*EXERCISE DESCRIPTION*. Return each of the lines below verbatim.

----- TASK INPUTS -----

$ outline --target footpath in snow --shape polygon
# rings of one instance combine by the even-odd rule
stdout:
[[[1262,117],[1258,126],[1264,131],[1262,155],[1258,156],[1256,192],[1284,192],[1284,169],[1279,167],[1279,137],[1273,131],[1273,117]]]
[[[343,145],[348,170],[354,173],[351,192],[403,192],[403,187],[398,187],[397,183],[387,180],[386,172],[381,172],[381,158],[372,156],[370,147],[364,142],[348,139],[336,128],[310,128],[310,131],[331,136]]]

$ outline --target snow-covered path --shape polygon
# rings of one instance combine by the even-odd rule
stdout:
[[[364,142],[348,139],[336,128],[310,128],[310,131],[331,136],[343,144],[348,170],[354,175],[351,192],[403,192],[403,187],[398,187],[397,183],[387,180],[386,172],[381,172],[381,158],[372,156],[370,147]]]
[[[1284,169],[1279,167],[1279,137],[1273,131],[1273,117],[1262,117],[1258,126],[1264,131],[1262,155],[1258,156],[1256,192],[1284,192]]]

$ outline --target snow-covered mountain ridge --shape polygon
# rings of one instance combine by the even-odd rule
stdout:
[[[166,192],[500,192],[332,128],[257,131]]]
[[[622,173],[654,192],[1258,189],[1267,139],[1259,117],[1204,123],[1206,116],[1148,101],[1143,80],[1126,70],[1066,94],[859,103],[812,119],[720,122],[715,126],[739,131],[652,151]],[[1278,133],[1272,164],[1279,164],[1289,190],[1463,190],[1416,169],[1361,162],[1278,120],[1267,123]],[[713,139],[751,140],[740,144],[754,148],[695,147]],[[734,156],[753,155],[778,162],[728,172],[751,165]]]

-----

*THE RESPONSE*.
$ outline --target footpath in snow --shape polygon
# rings of one instance combine by the even-odd rule
stdout:
[[[1262,117],[1258,126],[1264,131],[1262,155],[1258,156],[1256,192],[1284,192],[1284,169],[1279,167],[1279,137],[1273,131],[1273,117]]]
[[[343,145],[348,170],[354,173],[351,192],[403,192],[403,187],[398,187],[397,183],[387,180],[386,172],[381,172],[381,158],[372,156],[370,147],[364,142],[348,139],[336,128],[310,128],[310,131],[331,136]]]

$ outline --target snow-covered path --shape polygon
# rings of one instance combine by the even-odd rule
stdout:
[[[364,142],[348,139],[336,128],[310,128],[310,131],[331,136],[343,144],[348,170],[354,175],[351,192],[403,192],[403,187],[398,187],[397,183],[387,180],[386,172],[381,172],[381,158],[372,156],[370,147]]]
[[[1284,169],[1279,167],[1279,137],[1273,131],[1273,117],[1262,117],[1258,126],[1264,131],[1262,155],[1258,156],[1256,192],[1284,192]]]

$ outline --target snow-covered mountain ridge --shape polygon
# rings of one instance combine by the even-odd rule
stdout:
[[[166,192],[500,192],[332,128],[257,131]]]
[[[622,173],[654,192],[1258,189],[1267,139],[1259,117],[1204,123],[1206,116],[1148,101],[1143,80],[1126,70],[1066,94],[859,103],[812,119],[720,122],[715,126],[739,131],[652,151]],[[1278,133],[1272,164],[1279,164],[1289,190],[1463,190],[1416,169],[1361,162],[1278,120],[1267,123]],[[713,139],[751,140],[740,144],[754,148],[695,147]],[[734,156],[753,155],[778,162],[728,172],[751,165]]]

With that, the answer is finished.